**What you will do**
Identify every line in the entries below that contains the string "Kindly", and copy each of those lines in full. Matching is case-sensitive.

Rows from a segmentation dataset:
━━━━━━━━━━
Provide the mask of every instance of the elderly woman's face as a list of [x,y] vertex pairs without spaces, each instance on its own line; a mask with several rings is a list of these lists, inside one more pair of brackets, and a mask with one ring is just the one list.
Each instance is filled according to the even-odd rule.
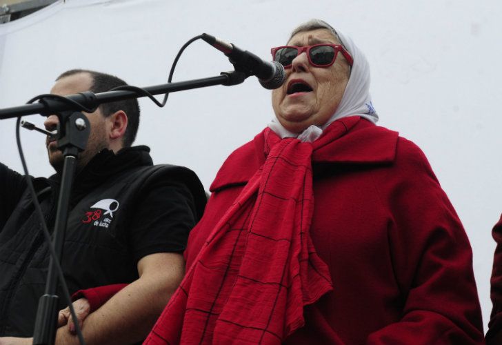
[[[317,29],[297,33],[288,45],[321,43],[339,43],[329,30]],[[341,53],[337,55],[334,63],[324,68],[310,65],[305,52],[295,57],[291,68],[286,70],[285,82],[272,93],[274,112],[281,124],[294,132],[300,132],[312,124],[324,124],[341,101],[348,82],[349,68]],[[293,87],[299,83],[308,88]]]

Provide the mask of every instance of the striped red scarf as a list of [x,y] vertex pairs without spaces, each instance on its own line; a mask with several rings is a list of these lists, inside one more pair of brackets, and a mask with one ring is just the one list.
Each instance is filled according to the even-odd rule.
[[341,121],[330,127],[314,143],[281,139],[268,128],[259,135],[265,163],[207,239],[145,344],[281,344],[303,326],[303,306],[332,290],[309,233],[312,154],[346,132]]

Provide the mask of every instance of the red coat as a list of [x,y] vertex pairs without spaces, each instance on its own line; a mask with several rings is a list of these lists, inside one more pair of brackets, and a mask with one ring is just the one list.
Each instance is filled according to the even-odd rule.
[[[472,250],[420,149],[359,122],[313,162],[310,234],[334,290],[305,309],[287,344],[484,344]],[[350,127],[350,126],[349,126]],[[235,150],[192,230],[187,268],[263,163],[263,132]]]
[[488,324],[486,342],[490,345],[502,344],[502,216],[492,230],[496,242],[492,272],[491,297],[493,303],[492,317]]

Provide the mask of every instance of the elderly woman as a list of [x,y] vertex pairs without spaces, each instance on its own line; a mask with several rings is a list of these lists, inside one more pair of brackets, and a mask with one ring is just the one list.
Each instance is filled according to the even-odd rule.
[[276,119],[225,161],[145,344],[483,344],[471,248],[368,62],[312,20],[272,50]]
[[146,344],[483,344],[472,252],[423,153],[374,122],[368,62],[312,20],[272,50],[274,119],[236,150]]

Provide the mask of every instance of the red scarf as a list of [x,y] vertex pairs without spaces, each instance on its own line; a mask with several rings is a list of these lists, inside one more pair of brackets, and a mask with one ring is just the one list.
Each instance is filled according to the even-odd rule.
[[[359,117],[353,119],[352,126]],[[314,143],[281,139],[268,128],[257,136],[264,135],[265,163],[220,219],[144,344],[281,344],[304,325],[303,306],[332,290],[309,233],[312,154],[346,132],[336,121]]]

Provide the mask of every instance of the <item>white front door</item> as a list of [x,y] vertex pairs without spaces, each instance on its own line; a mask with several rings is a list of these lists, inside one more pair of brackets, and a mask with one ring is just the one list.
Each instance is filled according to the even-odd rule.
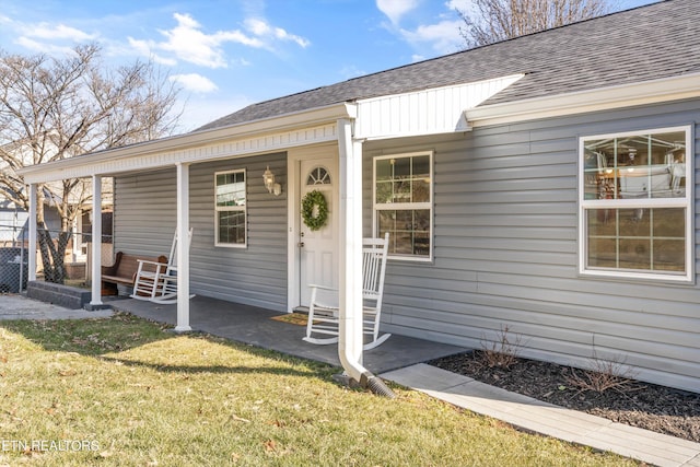
[[[308,306],[308,284],[338,287],[338,163],[334,156],[303,159],[299,162],[299,296],[300,305]],[[301,212],[304,197],[320,191],[328,205],[328,219],[324,226],[311,230]]]

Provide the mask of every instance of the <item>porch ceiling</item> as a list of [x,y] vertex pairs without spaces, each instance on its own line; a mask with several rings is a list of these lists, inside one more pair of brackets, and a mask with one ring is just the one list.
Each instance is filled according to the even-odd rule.
[[354,117],[355,105],[342,103],[270,120],[191,132],[33,165],[20,170],[19,174],[27,184],[35,184],[278,152],[337,141],[337,120]]

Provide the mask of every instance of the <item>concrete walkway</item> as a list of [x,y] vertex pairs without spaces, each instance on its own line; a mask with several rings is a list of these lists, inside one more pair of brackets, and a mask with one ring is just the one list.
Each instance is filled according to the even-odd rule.
[[381,377],[524,430],[661,467],[700,467],[700,443],[564,409],[424,363]]
[[0,295],[0,319],[80,319],[103,318],[113,315],[112,310],[89,312],[69,310],[51,303],[38,302],[24,295]]
[[[129,301],[124,303],[127,302]],[[122,303],[120,302],[120,304]],[[162,308],[159,308],[159,311],[160,316],[158,318],[163,320],[166,314],[163,313],[164,310]],[[132,313],[133,311],[130,312]],[[94,312],[68,310],[26,299],[23,295],[0,296],[0,320],[98,318],[107,317],[112,314],[110,310]],[[139,315],[138,312],[136,314]],[[258,322],[260,320],[258,319]],[[261,320],[261,325],[258,326],[281,325],[277,322],[270,324],[270,322],[269,319]],[[247,327],[249,329],[249,326],[240,326],[240,323],[237,324],[237,328]],[[291,329],[294,328],[292,327]],[[217,335],[218,332],[212,334]],[[275,336],[279,339],[280,334],[275,332]],[[293,337],[294,341],[301,339],[296,338],[296,336]],[[235,340],[235,337],[232,338]],[[398,340],[396,337],[392,337],[392,339]],[[257,343],[260,345],[261,342]],[[265,343],[262,343],[262,347],[265,347]],[[331,346],[311,346],[312,349],[324,347]],[[388,349],[388,346],[382,347],[385,347],[385,350]],[[318,355],[304,357],[314,359]],[[320,359],[319,361],[324,360]],[[375,374],[377,373],[375,372]],[[383,372],[380,376],[527,431],[587,445],[596,450],[609,451],[660,467],[700,467],[700,443],[692,443],[678,437],[616,423],[576,410],[564,409],[424,363],[409,364],[398,370]]]

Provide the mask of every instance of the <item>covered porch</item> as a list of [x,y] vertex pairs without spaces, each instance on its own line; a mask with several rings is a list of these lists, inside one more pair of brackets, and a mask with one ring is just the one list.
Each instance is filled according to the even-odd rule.
[[[177,305],[133,299],[110,302],[115,311],[170,325],[177,324]],[[281,313],[257,306],[195,296],[189,303],[195,331],[341,366],[338,346],[304,342],[305,326],[272,319]],[[364,366],[374,374],[422,363],[468,349],[393,334],[382,346],[363,352]]]

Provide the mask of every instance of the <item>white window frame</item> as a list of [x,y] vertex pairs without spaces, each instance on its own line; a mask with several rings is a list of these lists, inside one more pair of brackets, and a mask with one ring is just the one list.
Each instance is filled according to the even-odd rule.
[[[243,174],[243,179],[245,184],[245,205],[244,206],[217,206],[217,178],[219,175],[228,175],[228,174]],[[219,212],[223,211],[236,211],[243,212],[245,215],[245,231],[244,236],[245,241],[243,243],[225,243],[220,242],[219,240]],[[238,168],[233,171],[220,171],[214,172],[214,246],[220,246],[224,248],[246,248],[248,245],[248,174],[245,168]]]
[[[377,203],[376,202],[376,163],[377,161],[384,161],[387,159],[405,159],[405,157],[416,157],[416,156],[429,156],[429,165],[430,165],[430,199],[425,202],[397,202],[397,203]],[[430,232],[429,232],[429,254],[428,256],[415,256],[415,255],[393,255],[389,249],[388,259],[397,259],[402,261],[418,261],[418,262],[431,262],[433,260],[433,252],[434,252],[434,208],[433,208],[433,198],[434,198],[434,189],[435,189],[435,176],[434,176],[434,151],[418,151],[418,152],[408,152],[408,153],[399,153],[399,154],[387,154],[380,155],[373,159],[372,161],[372,231],[374,232],[374,236],[380,236],[380,225],[377,222],[377,212],[381,210],[419,210],[427,209],[430,211]],[[389,245],[392,238],[389,236]]]
[[[640,199],[585,199],[585,175],[584,154],[585,142],[590,140],[603,140],[612,138],[626,138],[632,136],[644,136],[650,133],[665,133],[684,131],[686,135],[686,190],[685,197],[677,198],[640,198]],[[667,282],[695,282],[695,140],[693,127],[691,125],[678,127],[661,127],[644,129],[639,131],[626,131],[606,135],[594,135],[579,138],[579,272],[582,276],[620,278],[620,279],[642,279]],[[587,267],[588,254],[588,232],[586,222],[586,211],[588,209],[649,209],[649,208],[682,208],[685,209],[685,242],[686,242],[686,270],[685,272],[660,272],[639,271],[630,269],[612,268],[590,268]]]

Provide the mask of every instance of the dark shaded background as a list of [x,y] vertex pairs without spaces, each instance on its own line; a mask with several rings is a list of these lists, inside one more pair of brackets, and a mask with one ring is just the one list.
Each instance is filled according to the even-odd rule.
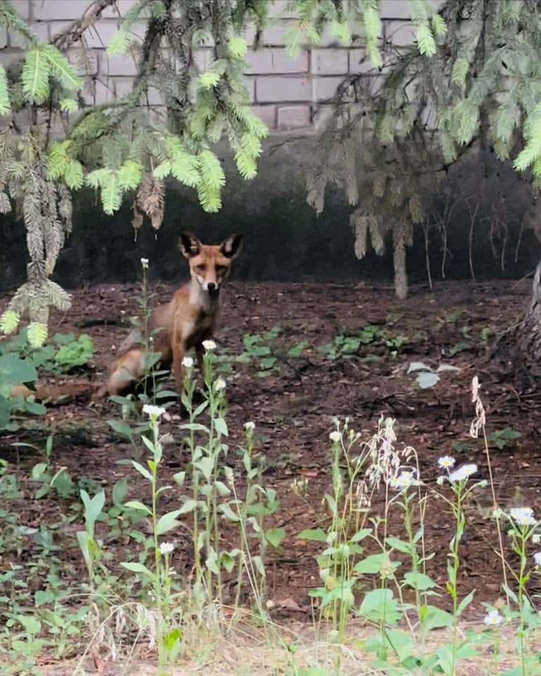
[[[185,277],[187,265],[177,249],[181,230],[194,232],[209,244],[232,232],[245,235],[244,250],[237,266],[239,279],[275,281],[321,281],[371,279],[392,280],[392,247],[379,257],[371,251],[362,261],[354,254],[354,233],[349,225],[352,208],[343,194],[328,191],[323,213],[318,217],[306,204],[305,167],[315,161],[310,155],[314,138],[292,141],[263,154],[259,173],[253,181],[244,181],[230,158],[224,155],[228,183],[223,207],[216,214],[205,213],[193,190],[171,185],[167,194],[166,214],[155,233],[145,220],[137,241],[130,221],[130,204],[114,216],[105,215],[99,196],[83,190],[74,196],[73,233],[58,259],[54,278],[66,288],[105,282],[137,279],[142,256],[150,261],[151,278],[176,282]],[[521,220],[530,204],[530,193],[509,165],[489,156],[480,162],[474,158],[463,162],[449,177],[453,195],[483,201],[473,237],[473,261],[479,279],[520,278],[531,273],[541,248],[532,230],[521,237]],[[441,205],[445,199],[442,194]],[[362,199],[362,195],[361,196]],[[454,197],[453,197],[454,199]],[[488,234],[492,210],[497,208],[506,234],[496,233],[493,250]],[[453,211],[449,227],[447,277],[467,278],[469,215],[461,199]],[[501,226],[500,226],[501,230]],[[25,230],[12,215],[0,217],[0,289],[15,288],[25,279],[27,260]],[[435,228],[430,230],[430,258],[433,277],[441,278],[442,240]],[[505,241],[505,269],[501,268],[501,251]],[[426,279],[425,245],[421,228],[416,228],[415,243],[408,250],[410,281]]]

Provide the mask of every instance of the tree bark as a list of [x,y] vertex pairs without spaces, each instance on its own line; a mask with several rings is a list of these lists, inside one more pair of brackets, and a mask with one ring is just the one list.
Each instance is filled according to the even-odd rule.
[[541,261],[533,276],[532,298],[517,332],[518,347],[529,374],[541,379]]

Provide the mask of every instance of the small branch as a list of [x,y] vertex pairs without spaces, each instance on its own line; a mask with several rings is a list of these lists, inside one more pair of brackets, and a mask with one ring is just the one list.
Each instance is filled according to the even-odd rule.
[[94,0],[87,8],[80,19],[74,21],[66,30],[58,33],[52,40],[53,44],[61,51],[69,49],[75,42],[78,42],[82,34],[96,23],[104,11],[116,4],[116,0]]

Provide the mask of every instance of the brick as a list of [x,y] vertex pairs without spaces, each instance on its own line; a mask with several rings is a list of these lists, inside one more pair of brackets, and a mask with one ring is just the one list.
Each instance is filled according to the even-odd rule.
[[11,6],[23,19],[30,18],[30,3],[29,0],[11,0]]
[[415,40],[415,25],[403,21],[385,22],[385,42],[397,47],[407,47]]
[[139,4],[139,0],[116,0],[116,7],[107,7],[101,13],[101,16],[105,19],[118,19],[120,13],[120,16],[125,16],[132,7]]
[[323,75],[342,75],[348,71],[347,49],[313,49],[312,73]]
[[287,50],[276,48],[249,49],[247,56],[250,75],[278,75],[290,73],[308,73],[308,52],[301,51],[294,58]]
[[112,103],[115,100],[113,84],[106,77],[101,80],[88,79],[82,90],[85,101],[91,106]]
[[281,19],[294,19],[297,18],[297,12],[294,10],[287,9],[289,0],[274,0],[274,2],[269,3],[269,7],[267,10],[268,15],[270,18],[280,18]]
[[244,77],[244,84],[248,89],[248,100],[251,104],[253,104],[256,100],[256,78]]
[[263,120],[269,129],[276,129],[275,106],[252,106],[251,111]]
[[319,104],[313,113],[313,128],[317,132],[323,131],[330,119],[335,107],[330,104]]
[[336,94],[339,84],[344,81],[343,77],[317,77],[314,80],[314,101],[328,101]]
[[18,49],[0,49],[0,65],[8,68],[11,63],[20,61],[23,56]]
[[192,54],[194,65],[200,73],[204,73],[214,60],[212,49],[196,49]]
[[97,49],[73,48],[68,52],[68,59],[80,75],[96,75],[99,68]]
[[[435,11],[438,11],[443,0],[428,0]],[[409,19],[411,16],[411,6],[406,0],[380,0],[380,16],[382,19]]]
[[278,126],[282,131],[302,129],[311,123],[310,106],[283,106],[278,108]]
[[125,55],[104,56],[101,62],[101,70],[109,75],[137,75],[137,64],[130,54]]
[[132,77],[111,77],[110,82],[118,99],[126,96],[133,91]]
[[[38,40],[42,42],[49,42],[49,24],[47,23],[30,23],[29,24],[30,30],[34,33]],[[21,36],[15,31],[8,31],[9,44],[12,47],[23,49],[25,47],[27,43],[23,39]]]
[[378,73],[378,69],[374,66],[366,56],[364,49],[349,50],[349,73],[354,74]]
[[38,20],[80,19],[89,0],[32,0],[32,16]]
[[257,79],[259,103],[311,101],[312,82],[310,77],[280,77],[269,75]]
[[85,31],[83,39],[89,47],[106,49],[118,32],[118,24],[116,21],[98,21],[88,30]]

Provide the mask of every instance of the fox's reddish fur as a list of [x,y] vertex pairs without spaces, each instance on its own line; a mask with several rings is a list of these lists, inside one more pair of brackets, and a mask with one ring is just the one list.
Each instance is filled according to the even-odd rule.
[[[238,255],[242,237],[232,234],[221,244],[202,244],[195,235],[184,232],[180,249],[189,263],[190,282],[173,294],[169,303],[158,306],[150,319],[153,352],[160,353],[161,368],[173,365],[177,390],[182,392],[182,362],[186,352],[195,348],[201,368],[202,342],[214,332],[220,308],[220,290]],[[95,399],[107,394],[122,394],[132,389],[144,375],[145,349],[140,335],[132,332],[120,346],[118,357],[111,365]]]

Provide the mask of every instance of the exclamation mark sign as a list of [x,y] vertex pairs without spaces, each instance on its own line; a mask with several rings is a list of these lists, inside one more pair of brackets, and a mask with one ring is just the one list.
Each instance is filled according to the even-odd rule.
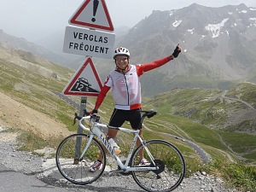
[[[93,0],[93,16],[94,17],[97,12],[98,5],[99,5],[99,0]],[[92,22],[96,21],[96,19],[94,17],[91,18]]]

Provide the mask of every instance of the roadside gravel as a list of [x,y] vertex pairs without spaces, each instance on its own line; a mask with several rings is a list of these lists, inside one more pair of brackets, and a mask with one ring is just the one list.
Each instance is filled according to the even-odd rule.
[[[108,167],[105,173],[95,183],[89,185],[73,185],[67,182],[58,172],[54,159],[49,159],[54,154],[52,148],[36,150],[34,153],[18,151],[16,149],[16,134],[2,131],[0,126],[0,164],[15,172],[26,175],[34,175],[47,184],[68,189],[74,192],[87,191],[144,191],[133,181],[131,176],[113,174],[109,176]],[[111,159],[108,159],[111,161]],[[184,178],[176,192],[237,192],[228,189],[220,178],[207,175],[206,172],[196,172],[189,178]]]

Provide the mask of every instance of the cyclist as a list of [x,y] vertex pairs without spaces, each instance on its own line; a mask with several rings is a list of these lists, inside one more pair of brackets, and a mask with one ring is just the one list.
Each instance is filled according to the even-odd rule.
[[[114,109],[109,120],[109,125],[120,127],[125,121],[129,121],[132,129],[139,129],[139,136],[143,138],[141,122],[142,96],[139,77],[145,72],[165,65],[171,60],[177,57],[181,52],[179,44],[174,49],[172,55],[152,61],[150,63],[131,65],[130,52],[127,49],[119,47],[113,52],[115,68],[108,74],[104,86],[97,96],[94,109],[91,113],[97,113],[98,108],[102,103],[106,94],[112,88],[112,95],[114,102]],[[108,129],[107,139],[115,138],[117,130]],[[137,146],[140,145],[137,141]],[[105,148],[105,151],[107,149]],[[139,152],[140,164],[148,165],[149,162],[143,157],[143,151]],[[96,172],[101,168],[102,156],[90,167],[90,172]]]

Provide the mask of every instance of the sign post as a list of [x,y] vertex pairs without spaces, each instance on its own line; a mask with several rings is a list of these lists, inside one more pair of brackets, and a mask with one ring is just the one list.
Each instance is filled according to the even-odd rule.
[[[86,107],[85,96],[97,96],[102,88],[90,56],[111,58],[115,34],[110,32],[113,31],[113,26],[105,0],[84,0],[68,22],[70,25],[87,28],[67,26],[63,45],[65,53],[87,55],[84,63],[63,90],[65,95],[81,96],[80,116],[83,116]],[[83,132],[79,125],[77,131]],[[77,139],[74,164],[78,164],[79,160],[81,139]]]

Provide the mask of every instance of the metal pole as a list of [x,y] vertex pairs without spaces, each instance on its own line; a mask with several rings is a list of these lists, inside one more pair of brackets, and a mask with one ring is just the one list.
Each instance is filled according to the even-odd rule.
[[[87,96],[81,96],[80,112],[79,112],[80,117],[84,116],[84,110],[86,108],[86,102],[87,102]],[[78,126],[77,133],[78,134],[83,133],[83,129],[82,127],[80,127],[79,125]],[[78,164],[79,161],[81,143],[82,143],[82,137],[77,137],[74,164]]]

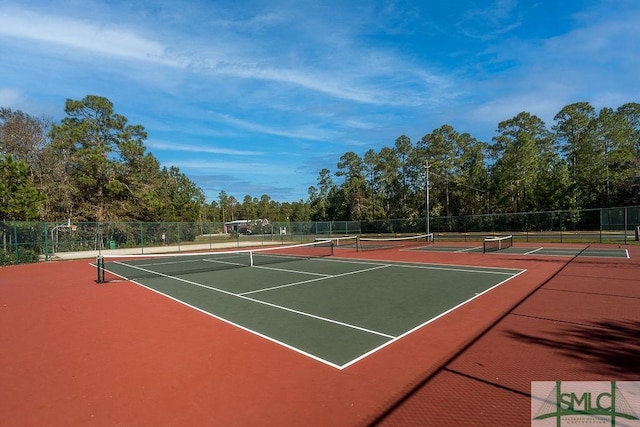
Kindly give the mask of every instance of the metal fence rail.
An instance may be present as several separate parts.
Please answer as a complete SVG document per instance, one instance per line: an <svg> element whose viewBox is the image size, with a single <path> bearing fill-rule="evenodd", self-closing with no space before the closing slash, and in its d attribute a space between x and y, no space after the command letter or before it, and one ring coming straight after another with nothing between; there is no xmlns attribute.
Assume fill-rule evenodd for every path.
<svg viewBox="0 0 640 427"><path fill-rule="evenodd" d="M437 240L478 240L513 234L515 241L628 243L640 234L640 206L387 219L374 221L255 221L243 233L225 233L222 222L0 222L0 265L48 260L57 254L162 246L274 244L315 237L398 236L424 233Z"/></svg>

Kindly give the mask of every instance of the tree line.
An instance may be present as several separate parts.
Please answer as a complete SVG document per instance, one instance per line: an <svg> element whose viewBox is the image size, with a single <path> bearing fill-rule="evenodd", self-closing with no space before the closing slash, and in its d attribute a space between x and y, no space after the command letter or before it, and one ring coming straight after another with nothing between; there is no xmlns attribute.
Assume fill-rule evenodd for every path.
<svg viewBox="0 0 640 427"><path fill-rule="evenodd" d="M309 204L317 220L423 217L427 204L433 216L637 205L640 104L570 104L551 128L521 112L490 144L445 124L415 144L402 135L378 151L349 151L334 174L320 171Z"/></svg>
<svg viewBox="0 0 640 427"><path fill-rule="evenodd" d="M0 220L375 220L640 204L640 104L565 106L549 128L527 112L500 122L491 143L442 125L415 144L344 153L309 198L210 203L177 167L161 167L104 97L68 99L54 123L0 108Z"/></svg>

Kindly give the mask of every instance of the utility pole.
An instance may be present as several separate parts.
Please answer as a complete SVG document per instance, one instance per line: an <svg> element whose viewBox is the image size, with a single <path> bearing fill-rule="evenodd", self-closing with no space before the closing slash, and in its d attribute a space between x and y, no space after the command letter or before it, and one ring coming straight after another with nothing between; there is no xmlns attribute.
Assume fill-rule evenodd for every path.
<svg viewBox="0 0 640 427"><path fill-rule="evenodd" d="M425 180L425 208L426 208L426 215L427 215L427 219L426 219L426 224L425 224L425 228L426 228L426 233L429 234L430 233L430 224L429 224L429 168L431 167L431 165L429 164L429 161L427 160L425 162L424 168L426 171L426 180Z"/></svg>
━━━━━━━━━━
**Exercise answer**
Kindly give the mask of every instance of the metal fence rail.
Kindly give the mask of every instance of the tree line.
Kindly give the mask of every instance of the utility pole.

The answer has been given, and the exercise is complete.